— START OF Excerpted passage —

Transformers documentation

CHMv2

Transformers

You are viewing main version, which requires installation from source. If you'd like regular pip install, checkout the latest stable version (v5.7.0).

Join the Hugging Face community

and get access to the augmented documentation experience

Collaborate on models, datasets and Spaces

Faster examples with accelerated inference

Switch between documentation themes

to get started

This model was released on 2026-03-11 and added to Hugging Face Transformers on 2026-03-11.

CHMv2

Overview

The Canopy Height Maps v2 (CHMv2) model was proposed in CHMv2: Improvements in Global Canopy Height Mapping using DINOv3. Building on our original high-resolution canopy height maps released in 2024, CHMv2 delivers substantial improvements in accuracy, detail, and global consistency by leveraging DINOv3, Meta’s self-supervised vision model.

You can find more information here, and the original code here.

— END OF Excerpted passage —
— START OF Provided data —

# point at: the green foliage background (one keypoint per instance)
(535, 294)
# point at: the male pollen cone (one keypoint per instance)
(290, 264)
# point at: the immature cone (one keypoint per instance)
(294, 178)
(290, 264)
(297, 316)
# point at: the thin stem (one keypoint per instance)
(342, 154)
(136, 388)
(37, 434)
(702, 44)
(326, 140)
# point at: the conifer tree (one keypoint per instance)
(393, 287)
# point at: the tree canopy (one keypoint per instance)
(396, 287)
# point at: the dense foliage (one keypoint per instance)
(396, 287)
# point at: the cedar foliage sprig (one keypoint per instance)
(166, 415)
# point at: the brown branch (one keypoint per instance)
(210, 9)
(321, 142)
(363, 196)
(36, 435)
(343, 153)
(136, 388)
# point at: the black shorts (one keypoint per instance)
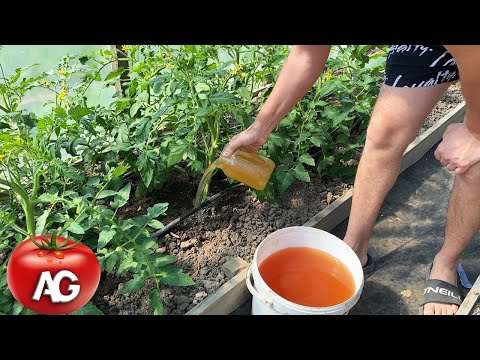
(419, 66)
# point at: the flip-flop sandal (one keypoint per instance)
(440, 291)
(369, 267)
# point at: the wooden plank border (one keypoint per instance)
(234, 292)
(470, 300)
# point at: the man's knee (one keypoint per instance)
(384, 137)
(470, 180)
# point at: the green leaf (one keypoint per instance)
(87, 309)
(327, 88)
(316, 141)
(115, 73)
(106, 193)
(147, 176)
(122, 197)
(143, 130)
(105, 237)
(60, 111)
(134, 284)
(301, 173)
(134, 108)
(223, 98)
(156, 303)
(202, 87)
(41, 221)
(340, 117)
(164, 259)
(287, 180)
(307, 159)
(76, 228)
(155, 224)
(49, 198)
(119, 170)
(142, 161)
(157, 210)
(77, 112)
(171, 275)
(126, 264)
(190, 48)
(111, 261)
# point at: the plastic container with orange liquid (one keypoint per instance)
(250, 168)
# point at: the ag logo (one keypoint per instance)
(52, 281)
(51, 287)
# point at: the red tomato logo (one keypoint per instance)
(53, 282)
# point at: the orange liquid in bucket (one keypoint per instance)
(308, 276)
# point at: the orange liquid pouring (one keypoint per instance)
(308, 277)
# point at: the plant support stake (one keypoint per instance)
(192, 211)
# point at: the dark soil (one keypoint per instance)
(232, 226)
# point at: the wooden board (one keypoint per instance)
(225, 299)
(470, 300)
(339, 210)
(234, 292)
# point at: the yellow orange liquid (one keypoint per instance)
(308, 277)
(251, 169)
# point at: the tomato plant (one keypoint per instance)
(52, 275)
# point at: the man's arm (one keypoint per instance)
(302, 68)
(460, 147)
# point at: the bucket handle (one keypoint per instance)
(254, 291)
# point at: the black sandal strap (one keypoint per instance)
(440, 291)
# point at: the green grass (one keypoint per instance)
(47, 56)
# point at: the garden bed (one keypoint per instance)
(231, 227)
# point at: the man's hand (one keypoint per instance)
(459, 149)
(248, 140)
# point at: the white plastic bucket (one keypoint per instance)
(266, 302)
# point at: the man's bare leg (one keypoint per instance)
(396, 120)
(463, 216)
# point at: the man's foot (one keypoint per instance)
(446, 271)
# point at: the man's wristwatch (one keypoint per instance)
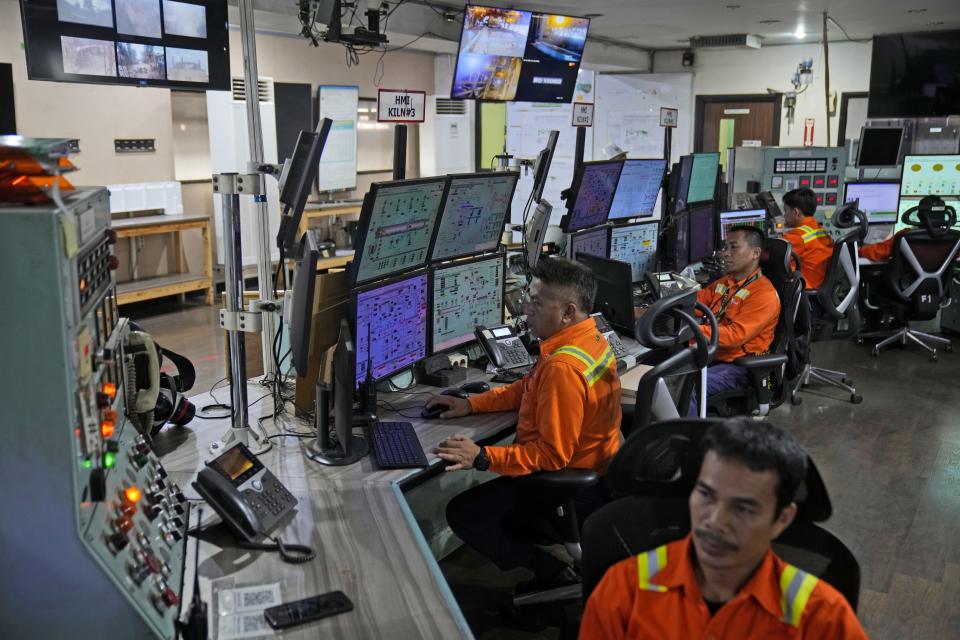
(482, 461)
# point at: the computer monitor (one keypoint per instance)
(390, 326)
(637, 191)
(462, 296)
(879, 147)
(614, 291)
(703, 231)
(753, 217)
(535, 233)
(635, 244)
(876, 199)
(472, 215)
(542, 168)
(592, 241)
(395, 227)
(301, 307)
(594, 185)
(298, 180)
(703, 177)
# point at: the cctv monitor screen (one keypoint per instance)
(753, 217)
(703, 177)
(463, 296)
(635, 244)
(146, 43)
(637, 190)
(702, 231)
(526, 56)
(395, 228)
(589, 205)
(591, 241)
(390, 326)
(879, 147)
(878, 200)
(473, 213)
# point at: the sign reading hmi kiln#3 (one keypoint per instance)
(398, 105)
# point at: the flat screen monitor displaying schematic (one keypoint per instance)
(463, 296)
(637, 190)
(635, 244)
(395, 227)
(878, 200)
(592, 242)
(473, 213)
(594, 186)
(752, 217)
(390, 326)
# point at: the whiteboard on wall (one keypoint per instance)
(338, 164)
(628, 113)
(528, 126)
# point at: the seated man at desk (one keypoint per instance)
(723, 580)
(568, 416)
(810, 242)
(747, 309)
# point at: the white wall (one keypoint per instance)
(752, 71)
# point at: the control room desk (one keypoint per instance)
(367, 542)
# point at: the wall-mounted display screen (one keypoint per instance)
(155, 43)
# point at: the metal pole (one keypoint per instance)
(262, 221)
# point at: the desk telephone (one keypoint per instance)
(243, 492)
(503, 347)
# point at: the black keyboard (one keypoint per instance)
(396, 446)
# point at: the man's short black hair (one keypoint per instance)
(760, 446)
(560, 272)
(803, 199)
(755, 237)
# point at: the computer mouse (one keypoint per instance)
(432, 412)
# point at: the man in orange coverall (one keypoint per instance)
(810, 242)
(747, 308)
(722, 580)
(568, 416)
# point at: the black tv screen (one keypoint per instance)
(180, 44)
(915, 75)
(508, 55)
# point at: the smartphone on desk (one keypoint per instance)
(243, 492)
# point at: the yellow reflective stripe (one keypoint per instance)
(648, 565)
(795, 589)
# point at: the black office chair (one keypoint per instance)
(917, 279)
(769, 384)
(837, 298)
(654, 473)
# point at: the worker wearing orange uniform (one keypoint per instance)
(723, 580)
(568, 416)
(810, 242)
(747, 309)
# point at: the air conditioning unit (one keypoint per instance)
(230, 152)
(446, 137)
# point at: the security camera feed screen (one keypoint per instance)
(156, 43)
(510, 55)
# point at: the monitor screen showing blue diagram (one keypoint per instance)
(463, 297)
(396, 225)
(635, 244)
(473, 214)
(637, 191)
(590, 204)
(390, 327)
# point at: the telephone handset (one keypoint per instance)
(503, 347)
(243, 492)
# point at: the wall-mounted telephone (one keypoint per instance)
(244, 493)
(503, 347)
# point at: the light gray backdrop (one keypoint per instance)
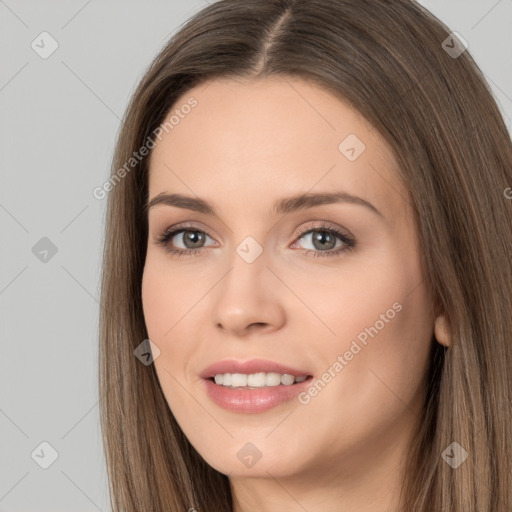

— END OF Provided data —

◆ **Required work**
**a)** Answer the following from the CHMv2 documentation page, one line each:
(i) Which version does the page identify as the latest stable one?
(ii) On what date was the model added to Hugging Face Transformers?
(iii) Which self-supervised vision model does CHMv2 leverage?
**b)** Display every line of the records that contains the string "sandal".
The records bear no relation to the text.

◆ **Responses in order**
**a)**
(i) v5.7.0
(ii) 2026-03-11
(iii) DINOv3

**b)**
# point at: the flip-flop sandal (one keypoint per instance)
# point at: the black sandal strap (one keypoint per instance)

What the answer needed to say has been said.